> **THINGS TO DO**:
1. According to the review, which label released Hellstorm?
2. Show every line of the listing that contains the string "flag".

--- start of PASSAGE TO READ ---

The Swedish saxophonist Martin Küchen is a really nice guy, but also an intense individual whose music has always had a deeply serious undertow to it. Hellstorm, his new vinyl release on the Mathka label is filled with dark musical imagery reflecting horrific events from Berlin and Poland around the end of the war and Sarajevo decades later. A line taken from his father’s war diary; “Man erkennt langsam das elend, das über uns geokommen ist” serves as a kind of subtitle for the release. My German is close to non-existent, but there is something in there about “the misery being nearly upon us”. In his online notes about the album, Küchen states that the music itself stands aside from all of this, not wanting to have anything to do with it all, but then he admits to “forcing” track titles onto the music that link back to the atrocities of war and the human degradation that comes along with it, hiding in the shadows. Drawing clear links to the sounds here from specific events then isn’t possible, but there is a feeling of anger, despair, and deep sorrow in this music that gives it a claustrophobic edge. This is serious, sometimes menacing, always wretchedly despondent atmosphere to the five tracks here. Its not a happy listen but its a very good one.

--- end of PASSAGE TO READ ---
--- start of SOURCE DATA ---

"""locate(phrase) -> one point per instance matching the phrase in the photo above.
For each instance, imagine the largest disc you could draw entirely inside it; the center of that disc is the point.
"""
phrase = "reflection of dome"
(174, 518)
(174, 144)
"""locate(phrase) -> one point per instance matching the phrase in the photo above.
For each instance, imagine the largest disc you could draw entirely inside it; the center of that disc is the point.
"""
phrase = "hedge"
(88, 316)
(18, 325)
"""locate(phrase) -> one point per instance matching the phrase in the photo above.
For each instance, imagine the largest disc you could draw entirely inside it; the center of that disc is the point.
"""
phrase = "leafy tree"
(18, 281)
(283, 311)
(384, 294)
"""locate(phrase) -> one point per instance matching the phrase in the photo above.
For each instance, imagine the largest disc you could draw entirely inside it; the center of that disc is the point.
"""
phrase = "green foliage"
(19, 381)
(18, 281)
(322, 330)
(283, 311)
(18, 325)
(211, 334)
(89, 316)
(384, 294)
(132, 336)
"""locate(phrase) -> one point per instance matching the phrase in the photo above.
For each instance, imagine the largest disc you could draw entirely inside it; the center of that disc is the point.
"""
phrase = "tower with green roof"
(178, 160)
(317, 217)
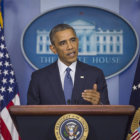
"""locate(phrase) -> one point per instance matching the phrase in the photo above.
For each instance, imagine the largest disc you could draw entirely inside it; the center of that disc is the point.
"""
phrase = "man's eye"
(73, 39)
(62, 43)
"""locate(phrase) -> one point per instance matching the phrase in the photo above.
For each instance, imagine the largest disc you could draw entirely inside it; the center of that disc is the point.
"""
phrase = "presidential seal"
(71, 127)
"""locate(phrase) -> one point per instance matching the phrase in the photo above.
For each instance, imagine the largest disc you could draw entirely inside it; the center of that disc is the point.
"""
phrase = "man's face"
(66, 46)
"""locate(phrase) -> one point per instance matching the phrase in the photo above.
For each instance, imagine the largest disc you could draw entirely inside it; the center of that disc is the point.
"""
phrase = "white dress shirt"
(62, 71)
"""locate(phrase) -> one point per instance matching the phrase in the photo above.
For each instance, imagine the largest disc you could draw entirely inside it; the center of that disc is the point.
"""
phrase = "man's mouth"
(71, 54)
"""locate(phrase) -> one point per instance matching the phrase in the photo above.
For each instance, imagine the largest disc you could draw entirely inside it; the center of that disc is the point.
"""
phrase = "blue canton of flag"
(8, 93)
(8, 85)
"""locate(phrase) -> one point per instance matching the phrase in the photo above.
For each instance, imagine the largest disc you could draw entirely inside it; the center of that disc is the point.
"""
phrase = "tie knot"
(68, 70)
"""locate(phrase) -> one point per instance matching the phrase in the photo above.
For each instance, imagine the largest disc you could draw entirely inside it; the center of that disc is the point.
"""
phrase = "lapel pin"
(82, 77)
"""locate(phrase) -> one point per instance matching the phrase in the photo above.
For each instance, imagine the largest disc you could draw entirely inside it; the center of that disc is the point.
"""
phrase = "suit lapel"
(56, 84)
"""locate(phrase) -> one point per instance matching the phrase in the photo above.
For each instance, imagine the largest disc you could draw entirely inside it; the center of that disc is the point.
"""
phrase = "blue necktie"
(68, 86)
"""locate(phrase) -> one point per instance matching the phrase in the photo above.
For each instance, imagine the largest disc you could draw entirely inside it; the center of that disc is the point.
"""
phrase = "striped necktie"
(68, 86)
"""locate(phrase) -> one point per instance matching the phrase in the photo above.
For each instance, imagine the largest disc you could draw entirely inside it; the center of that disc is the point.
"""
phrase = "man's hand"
(92, 95)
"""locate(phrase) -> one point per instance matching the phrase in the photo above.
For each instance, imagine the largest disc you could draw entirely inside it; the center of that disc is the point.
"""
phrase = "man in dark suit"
(48, 85)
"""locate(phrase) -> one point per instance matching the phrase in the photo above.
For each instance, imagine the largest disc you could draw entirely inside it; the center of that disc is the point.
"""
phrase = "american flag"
(136, 134)
(8, 93)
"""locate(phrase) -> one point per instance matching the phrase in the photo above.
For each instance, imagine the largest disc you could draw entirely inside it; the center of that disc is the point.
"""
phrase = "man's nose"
(69, 45)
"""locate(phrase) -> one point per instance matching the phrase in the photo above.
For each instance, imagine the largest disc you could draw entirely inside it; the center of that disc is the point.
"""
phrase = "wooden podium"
(106, 122)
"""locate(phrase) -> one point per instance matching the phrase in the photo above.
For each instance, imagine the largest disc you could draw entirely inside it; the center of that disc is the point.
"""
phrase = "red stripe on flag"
(4, 131)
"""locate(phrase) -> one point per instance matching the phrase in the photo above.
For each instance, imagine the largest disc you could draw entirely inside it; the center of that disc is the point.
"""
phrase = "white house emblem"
(106, 40)
(71, 127)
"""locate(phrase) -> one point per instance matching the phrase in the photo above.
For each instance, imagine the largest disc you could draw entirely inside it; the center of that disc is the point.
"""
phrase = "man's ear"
(53, 49)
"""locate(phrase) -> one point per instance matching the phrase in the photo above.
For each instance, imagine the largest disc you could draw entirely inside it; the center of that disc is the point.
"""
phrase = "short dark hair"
(57, 28)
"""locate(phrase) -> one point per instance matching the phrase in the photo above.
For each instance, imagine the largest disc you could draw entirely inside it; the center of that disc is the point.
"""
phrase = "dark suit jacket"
(45, 85)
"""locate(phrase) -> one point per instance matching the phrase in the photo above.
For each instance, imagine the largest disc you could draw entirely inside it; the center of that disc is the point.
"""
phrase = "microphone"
(68, 102)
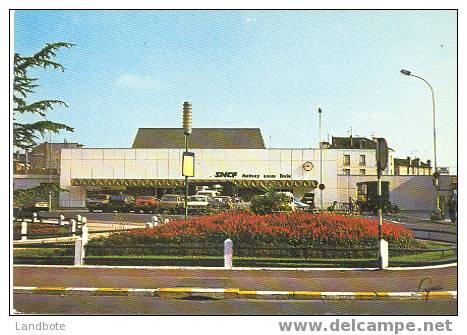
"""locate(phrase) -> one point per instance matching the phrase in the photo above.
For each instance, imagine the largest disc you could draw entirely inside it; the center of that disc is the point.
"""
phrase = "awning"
(181, 182)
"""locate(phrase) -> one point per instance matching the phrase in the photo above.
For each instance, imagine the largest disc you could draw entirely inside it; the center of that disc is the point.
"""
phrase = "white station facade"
(240, 171)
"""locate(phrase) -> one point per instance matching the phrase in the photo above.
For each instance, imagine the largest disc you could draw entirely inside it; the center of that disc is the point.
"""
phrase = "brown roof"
(201, 138)
(416, 162)
(352, 143)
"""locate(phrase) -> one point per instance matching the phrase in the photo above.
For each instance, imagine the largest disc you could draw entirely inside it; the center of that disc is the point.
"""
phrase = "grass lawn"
(58, 255)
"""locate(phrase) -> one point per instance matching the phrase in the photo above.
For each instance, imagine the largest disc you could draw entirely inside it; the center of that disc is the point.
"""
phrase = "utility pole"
(187, 130)
(49, 158)
(320, 161)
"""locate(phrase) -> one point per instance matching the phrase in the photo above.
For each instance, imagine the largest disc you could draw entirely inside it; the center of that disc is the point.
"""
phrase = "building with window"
(237, 161)
(412, 167)
(359, 155)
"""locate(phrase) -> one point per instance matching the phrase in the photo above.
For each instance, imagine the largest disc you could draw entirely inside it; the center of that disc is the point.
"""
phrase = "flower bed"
(311, 231)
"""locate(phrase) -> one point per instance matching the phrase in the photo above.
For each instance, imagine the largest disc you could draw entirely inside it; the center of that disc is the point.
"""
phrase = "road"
(68, 305)
(445, 279)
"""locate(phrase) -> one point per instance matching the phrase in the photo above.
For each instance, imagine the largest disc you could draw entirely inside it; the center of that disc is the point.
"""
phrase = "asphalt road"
(444, 279)
(69, 305)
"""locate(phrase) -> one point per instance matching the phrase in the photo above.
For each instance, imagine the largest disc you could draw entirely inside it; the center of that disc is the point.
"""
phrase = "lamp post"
(435, 174)
(50, 170)
(347, 173)
(187, 117)
(320, 161)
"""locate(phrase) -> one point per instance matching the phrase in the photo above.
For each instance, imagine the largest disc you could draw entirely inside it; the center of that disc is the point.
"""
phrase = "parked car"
(146, 203)
(222, 203)
(209, 193)
(198, 203)
(172, 203)
(309, 199)
(290, 197)
(98, 202)
(300, 206)
(37, 205)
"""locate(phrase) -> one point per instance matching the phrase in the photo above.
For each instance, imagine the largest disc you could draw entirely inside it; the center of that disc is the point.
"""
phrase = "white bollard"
(84, 221)
(85, 234)
(24, 231)
(73, 227)
(79, 252)
(228, 253)
(383, 254)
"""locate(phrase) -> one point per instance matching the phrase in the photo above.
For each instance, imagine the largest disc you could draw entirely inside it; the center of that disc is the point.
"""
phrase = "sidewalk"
(421, 216)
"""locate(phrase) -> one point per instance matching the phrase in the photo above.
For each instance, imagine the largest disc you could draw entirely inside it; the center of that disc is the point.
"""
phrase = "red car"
(147, 203)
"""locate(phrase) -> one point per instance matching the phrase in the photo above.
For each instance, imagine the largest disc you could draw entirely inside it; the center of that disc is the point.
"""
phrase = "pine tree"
(26, 134)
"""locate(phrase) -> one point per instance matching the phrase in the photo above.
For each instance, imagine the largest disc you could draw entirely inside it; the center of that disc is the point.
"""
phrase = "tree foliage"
(26, 134)
(23, 197)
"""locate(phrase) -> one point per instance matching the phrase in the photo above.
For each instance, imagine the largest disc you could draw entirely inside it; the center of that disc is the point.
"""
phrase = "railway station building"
(236, 160)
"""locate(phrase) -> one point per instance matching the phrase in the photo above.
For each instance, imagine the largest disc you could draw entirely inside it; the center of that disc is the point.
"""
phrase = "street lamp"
(320, 162)
(435, 174)
(187, 117)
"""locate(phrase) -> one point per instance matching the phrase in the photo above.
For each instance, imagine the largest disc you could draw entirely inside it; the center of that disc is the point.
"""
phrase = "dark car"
(146, 203)
(98, 202)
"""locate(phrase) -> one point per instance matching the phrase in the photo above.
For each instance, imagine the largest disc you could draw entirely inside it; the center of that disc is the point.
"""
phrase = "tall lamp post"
(435, 173)
(320, 162)
(187, 117)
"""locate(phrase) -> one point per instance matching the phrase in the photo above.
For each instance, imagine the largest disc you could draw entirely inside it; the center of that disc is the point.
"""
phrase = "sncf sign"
(226, 174)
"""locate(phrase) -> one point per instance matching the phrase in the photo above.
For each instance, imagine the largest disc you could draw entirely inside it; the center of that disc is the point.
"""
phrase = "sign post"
(187, 117)
(381, 163)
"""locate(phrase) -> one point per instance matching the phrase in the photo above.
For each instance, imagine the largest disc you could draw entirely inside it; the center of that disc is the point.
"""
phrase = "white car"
(198, 203)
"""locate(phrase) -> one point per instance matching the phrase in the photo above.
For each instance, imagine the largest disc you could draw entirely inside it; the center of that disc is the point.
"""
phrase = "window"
(362, 160)
(346, 159)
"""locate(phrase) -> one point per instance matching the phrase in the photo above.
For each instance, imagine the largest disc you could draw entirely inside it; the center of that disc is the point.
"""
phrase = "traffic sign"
(381, 153)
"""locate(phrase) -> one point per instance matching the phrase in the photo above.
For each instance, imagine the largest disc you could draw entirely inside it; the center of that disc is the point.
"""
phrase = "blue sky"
(266, 69)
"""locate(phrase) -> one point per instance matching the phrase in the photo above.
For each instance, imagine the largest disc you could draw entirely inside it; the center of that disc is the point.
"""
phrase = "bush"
(271, 202)
(321, 230)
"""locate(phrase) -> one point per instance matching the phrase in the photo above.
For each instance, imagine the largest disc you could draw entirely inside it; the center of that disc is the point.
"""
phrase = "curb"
(217, 268)
(234, 293)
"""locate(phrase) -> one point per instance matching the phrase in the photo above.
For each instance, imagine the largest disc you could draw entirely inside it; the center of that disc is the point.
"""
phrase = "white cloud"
(136, 82)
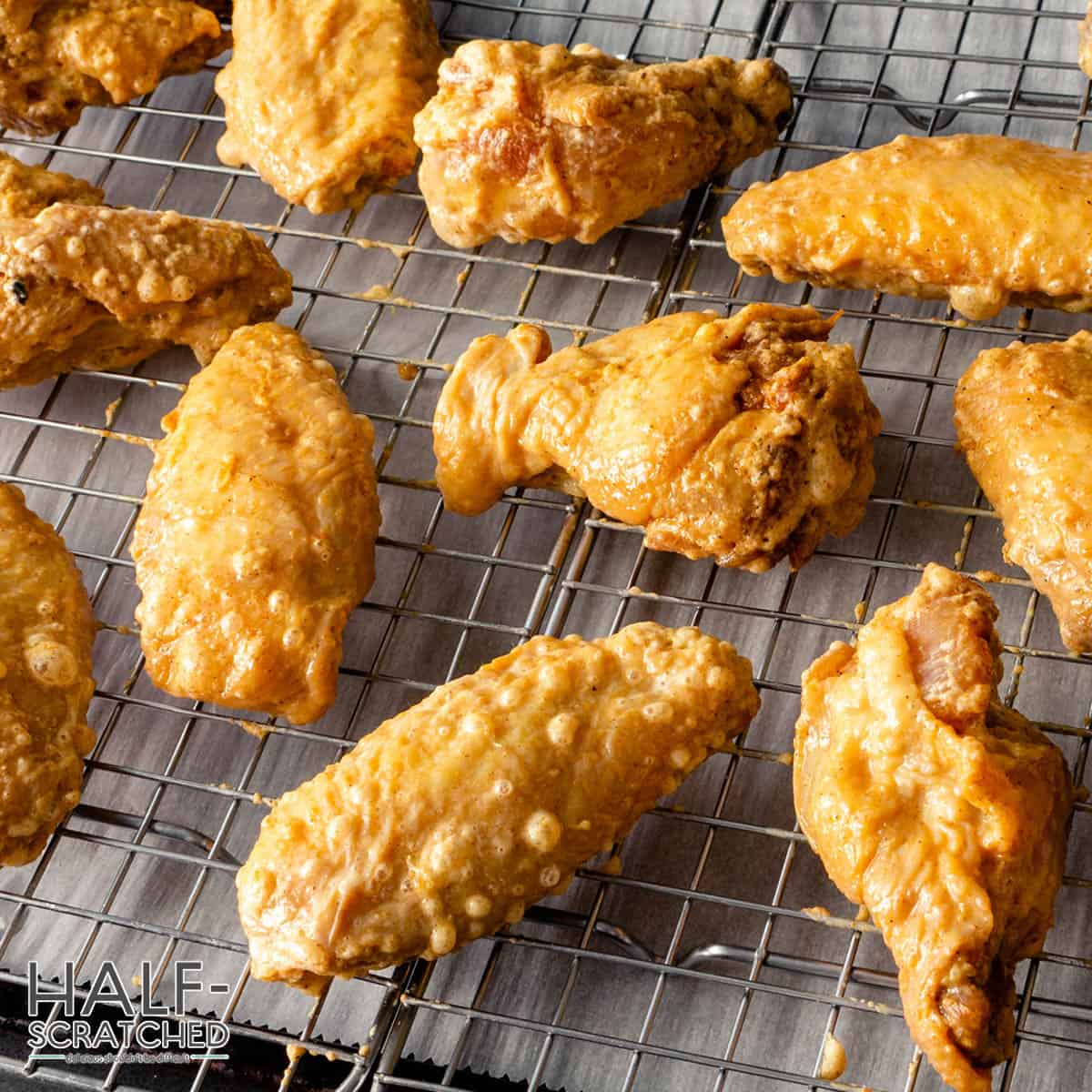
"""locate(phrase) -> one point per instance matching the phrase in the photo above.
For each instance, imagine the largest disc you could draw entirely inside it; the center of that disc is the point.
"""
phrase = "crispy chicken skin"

--- end of SOURCE DATA ---

> **ANSWERS TO THE TASKS**:
1. Mathka

2.
phrase = "blue canton of flag"
phrase = "american flag"
phrase = "red stripe on flag"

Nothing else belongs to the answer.